**WORK TO BE COMPLETED:**
Resume the post about Karatsuba multiplication, picking up right after its last line of code.

[Start of EXTRACT PROVIDED]

Karatsuba multiplication is simply an algorithm for multiplication of two integer that is asymptotically faster than usual multiplication.

RESTRICTIONS

  • I restricted myself to only use single-digit multiplication and padding numbers (adding zeros at the end, i.e. multiplying by 10 to some power), so there are 3 base cases
  • I also decided to convert the numbers into strings and take several numbers instead of dividing it by 10 to some power, but I tried the other way, it does not help
  • I also decided to generalise the algorithm, i.e. do not assume that number1 and number2 have similar length therefore I use both n1 and n2 (see the code)
  • Because of the point above, I also decided not to use the Gauss's trick

I know, the restrictions might see meaningless, but I used it as a programming exercise rather than some practical solution, hence I am mainly interesting in spotting my mistake rather than finding some "simpler solution".

Here is my code:

    def karatsuba(number1, number2):
        n1 = len(str(number1)) # number of digits in the first number
        n2 = len(str(number2)) # number of digits in the second number

        if n1 == 1 and n2 == 1: # base case number 1 - both numbers are single-digit
            kara = number1*number2
            return kara

        elif n1 == 1: # base case number 2 - only one number is single-digit
            c = int(str(number2)[:(n2//2)])

[End of EXTRACT PROVIDED]
[Start of RECORDS SHOWN]

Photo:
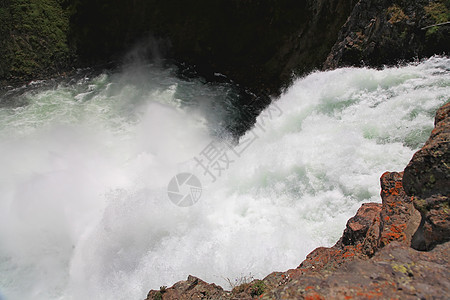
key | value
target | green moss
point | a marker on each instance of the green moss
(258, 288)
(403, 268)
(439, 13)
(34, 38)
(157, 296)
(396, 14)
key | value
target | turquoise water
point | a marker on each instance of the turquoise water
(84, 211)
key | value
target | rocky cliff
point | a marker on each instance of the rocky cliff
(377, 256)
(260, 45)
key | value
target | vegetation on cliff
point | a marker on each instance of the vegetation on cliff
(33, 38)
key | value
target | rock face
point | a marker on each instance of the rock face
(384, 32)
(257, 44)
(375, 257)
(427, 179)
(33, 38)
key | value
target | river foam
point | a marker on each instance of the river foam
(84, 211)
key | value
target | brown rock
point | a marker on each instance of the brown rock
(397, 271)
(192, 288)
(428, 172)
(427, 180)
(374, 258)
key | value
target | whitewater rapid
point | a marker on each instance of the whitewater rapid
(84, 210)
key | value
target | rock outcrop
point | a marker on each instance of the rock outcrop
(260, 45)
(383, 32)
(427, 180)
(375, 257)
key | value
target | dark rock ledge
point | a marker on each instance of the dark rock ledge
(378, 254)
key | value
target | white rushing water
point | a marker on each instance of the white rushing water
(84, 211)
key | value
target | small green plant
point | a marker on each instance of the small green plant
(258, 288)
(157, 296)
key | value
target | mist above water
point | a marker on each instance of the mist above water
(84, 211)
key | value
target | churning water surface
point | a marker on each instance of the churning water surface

[End of RECORDS SHOWN]
[Start of RECORDS SHOWN]

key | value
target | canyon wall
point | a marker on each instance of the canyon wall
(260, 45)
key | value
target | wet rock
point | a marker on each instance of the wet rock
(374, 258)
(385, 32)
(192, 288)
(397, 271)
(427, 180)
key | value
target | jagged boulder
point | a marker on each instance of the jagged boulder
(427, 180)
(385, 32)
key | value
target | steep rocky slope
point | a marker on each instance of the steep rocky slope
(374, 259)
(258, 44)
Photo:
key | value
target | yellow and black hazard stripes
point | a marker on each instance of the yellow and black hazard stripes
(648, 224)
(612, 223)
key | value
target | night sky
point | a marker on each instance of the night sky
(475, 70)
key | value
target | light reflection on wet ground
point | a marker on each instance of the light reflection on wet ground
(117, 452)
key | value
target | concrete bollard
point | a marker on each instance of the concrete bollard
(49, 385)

[End of RECORDS SHOWN]

**RESPONSE:**
            d = int(str(number2)[(n2//2):])
            kara = 10**((n2+1)//2)*c*number2 + d*number2
            return kara

        elif n2 == 1: # base case number 3 - only one number is single digit
            a = int(str(number1)[:(n1//2)])
            b = int(str(number1)[(n1//2):])
            kara = 10**((n2+1)//2)*a*number2 + b*number2
            return kara

        elif n1 != 1 and n2 != 1: # loop
            a = int(str(number1)[:(n1 // 2)])
            b = int(str(number1)[(n1 // 2):])
            c = int(str(number2)[:(n2 // 2)])
            d = int(str(number2)[(n2 // 2):])
            z1 = karatsuba(a, c)
            z2 = karatsuba(a, d)
            z3 = karatsuba(b, c)
            z4 = karatsuba(b, d)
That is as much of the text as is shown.